Region pointing data
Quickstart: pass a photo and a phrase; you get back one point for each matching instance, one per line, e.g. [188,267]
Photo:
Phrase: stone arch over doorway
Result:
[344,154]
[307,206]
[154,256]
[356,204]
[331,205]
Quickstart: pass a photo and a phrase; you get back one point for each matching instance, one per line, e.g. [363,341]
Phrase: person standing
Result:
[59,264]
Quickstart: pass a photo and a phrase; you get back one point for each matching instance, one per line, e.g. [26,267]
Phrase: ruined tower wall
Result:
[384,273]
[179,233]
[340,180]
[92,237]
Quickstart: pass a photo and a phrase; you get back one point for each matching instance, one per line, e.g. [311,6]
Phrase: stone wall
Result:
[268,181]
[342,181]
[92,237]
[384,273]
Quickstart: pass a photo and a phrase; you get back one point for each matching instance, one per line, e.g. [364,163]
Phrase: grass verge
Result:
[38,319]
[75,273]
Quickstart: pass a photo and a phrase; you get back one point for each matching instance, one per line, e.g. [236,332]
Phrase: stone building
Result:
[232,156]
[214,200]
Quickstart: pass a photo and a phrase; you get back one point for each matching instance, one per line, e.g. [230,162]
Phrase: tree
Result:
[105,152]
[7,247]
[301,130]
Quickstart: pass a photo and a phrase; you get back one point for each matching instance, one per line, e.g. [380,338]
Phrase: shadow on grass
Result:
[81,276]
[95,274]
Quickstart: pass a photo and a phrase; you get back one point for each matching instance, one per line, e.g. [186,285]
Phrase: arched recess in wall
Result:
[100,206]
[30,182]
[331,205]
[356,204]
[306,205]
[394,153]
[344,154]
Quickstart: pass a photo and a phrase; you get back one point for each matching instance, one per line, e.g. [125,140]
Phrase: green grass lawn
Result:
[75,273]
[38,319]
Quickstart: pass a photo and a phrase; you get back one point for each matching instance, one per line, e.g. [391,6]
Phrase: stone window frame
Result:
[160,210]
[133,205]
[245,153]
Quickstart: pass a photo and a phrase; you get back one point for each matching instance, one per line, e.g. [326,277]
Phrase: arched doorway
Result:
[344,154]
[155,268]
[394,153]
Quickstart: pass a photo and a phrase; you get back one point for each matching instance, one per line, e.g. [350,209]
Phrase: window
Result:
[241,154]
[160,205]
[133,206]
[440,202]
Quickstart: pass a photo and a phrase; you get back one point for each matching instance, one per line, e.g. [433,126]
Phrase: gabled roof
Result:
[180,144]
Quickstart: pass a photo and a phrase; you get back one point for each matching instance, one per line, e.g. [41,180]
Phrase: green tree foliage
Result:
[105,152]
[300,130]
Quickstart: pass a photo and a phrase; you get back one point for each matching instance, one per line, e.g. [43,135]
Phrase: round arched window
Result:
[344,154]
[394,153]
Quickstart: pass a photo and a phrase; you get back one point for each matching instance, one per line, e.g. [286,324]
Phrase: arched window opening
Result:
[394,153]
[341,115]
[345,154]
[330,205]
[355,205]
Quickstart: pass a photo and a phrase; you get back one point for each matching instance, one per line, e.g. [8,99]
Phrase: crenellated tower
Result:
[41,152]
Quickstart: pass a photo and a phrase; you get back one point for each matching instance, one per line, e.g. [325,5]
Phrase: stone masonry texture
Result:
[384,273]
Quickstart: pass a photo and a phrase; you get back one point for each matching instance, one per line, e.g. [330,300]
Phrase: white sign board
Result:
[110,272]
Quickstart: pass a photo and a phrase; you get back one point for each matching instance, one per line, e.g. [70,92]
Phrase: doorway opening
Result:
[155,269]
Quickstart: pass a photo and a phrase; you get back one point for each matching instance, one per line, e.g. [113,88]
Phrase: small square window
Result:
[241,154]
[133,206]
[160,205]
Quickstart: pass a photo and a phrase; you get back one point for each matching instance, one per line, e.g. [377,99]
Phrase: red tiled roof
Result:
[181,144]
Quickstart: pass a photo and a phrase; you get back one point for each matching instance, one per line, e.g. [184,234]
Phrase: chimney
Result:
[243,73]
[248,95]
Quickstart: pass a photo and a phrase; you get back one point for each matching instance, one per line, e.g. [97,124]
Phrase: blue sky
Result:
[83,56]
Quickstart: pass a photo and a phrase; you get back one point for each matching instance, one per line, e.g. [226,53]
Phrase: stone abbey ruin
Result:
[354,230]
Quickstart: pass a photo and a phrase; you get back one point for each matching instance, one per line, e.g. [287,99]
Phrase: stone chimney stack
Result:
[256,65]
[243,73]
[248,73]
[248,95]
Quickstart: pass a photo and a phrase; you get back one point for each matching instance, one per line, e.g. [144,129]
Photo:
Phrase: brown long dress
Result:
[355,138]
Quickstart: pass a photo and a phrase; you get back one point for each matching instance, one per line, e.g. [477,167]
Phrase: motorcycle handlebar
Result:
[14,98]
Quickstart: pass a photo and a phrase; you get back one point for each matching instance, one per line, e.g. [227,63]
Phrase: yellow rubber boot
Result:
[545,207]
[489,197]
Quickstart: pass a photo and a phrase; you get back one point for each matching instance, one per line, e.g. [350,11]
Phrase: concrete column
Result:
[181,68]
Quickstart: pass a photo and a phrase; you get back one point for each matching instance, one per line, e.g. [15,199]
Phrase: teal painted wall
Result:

* **WHAT IS BEING ASKED**:
Show all lines in the entries above where the string "doorway" appears.

* **ANSWER BELOW**:
Phrase: stone arch over doorway
Phrase: arched doorway
Phrase: doorway opening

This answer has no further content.